------ Document segment

Appendix A. Information about Multiple Imputation
The TRAILS dataset of 2229 pre-adolescents dropped to 1065 due to the use of a peer subsample and further decreased to 701 because of attrition over 10 years, leading to 68.9% missing data. The 701 participants who were included in the peer subsample and participated in the fifth wave, differed from other TRAILS respondents (N = 2229 – 701 = 1528) on several characteristics at T1. The participants included in the subsample were more often girls (59.9%) compared with the participants not included in the subsample ((46.5%) χ2(1) = 34.43, p < 0.001); they had higher socioeconomic backgrounds (M = 0.2, SD = 0.74) compared with the participants not included (M = –0.16, SD = 0.8) t(1447.6) = –10.54, p < 0.001); they had higher WISC scores (M = 102.35, SD = 13.28) than the participants not included (M = 94.81, SD = 15.15), t(1537.2) = –11.89, p < 0.001); and they achieved better academically (M = 3.91, SD = 0.8) compared with the participants not included in the subsample (M = 3.48, SD = 0.9), t(1327.7) = –10.39, p < 0.001). The variables peer acceptance, peer rejection and educational attainment mainly had missing values.
Missing data were handled by using Multivariate Imputation by Chained Equations (MICE) in R (Van Buuren,
2018). MICE creates multiple completed datasets by replacing the missing values with estimated values using the selected method of imputation. Each imputed dataset is analyzed separately, and the analyses results are then pooled to obtain one end result. The pooling is based on Rubin’s rules, taking into account the number of imputations and the increased variances caused by the missing data and the imputation (Van Buuren,
2018).
To optimally impute the data, accurate imputation models were chosen, one for each variable separately. The choice of model is based on two important considerations: (1) the predictor variables to be included in the imputation model, and (2) the nature of the variable to be imputed.
With respect to the first consideration, all imputation models included all variables that were used in data analyses on the imputed data, including interactions. Further, the models contained variables that were related to the non-response or to the variables with missing values (Van Buuren,
2018). The imputation models included available variables related to variables with missing values with a correlation of 0.3 or higher, namely: peer acceptance at T2, peer rejection at T2, academic achievement at T1, school advice at T1 and educational attainment at T2, T3, T4 and T6.

------------

What the exercise asks – Revise the stretch of the multiple imputation appendix from "To optimally impute" through "to be imputed.", putting "appropriate" in place of "accurate". The listing comes from a separate source.

------ Source material

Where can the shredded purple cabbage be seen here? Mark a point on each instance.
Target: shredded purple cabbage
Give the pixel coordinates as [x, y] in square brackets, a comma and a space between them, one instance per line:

------------

The completed task –
To optimally impute the data, appropriate imputation models were chosen, one for each variable separately. The choice of model is based on two important considerations: (1) the predictor variables to be included in the imputation model, and (2) the nature of the variable to be imputed.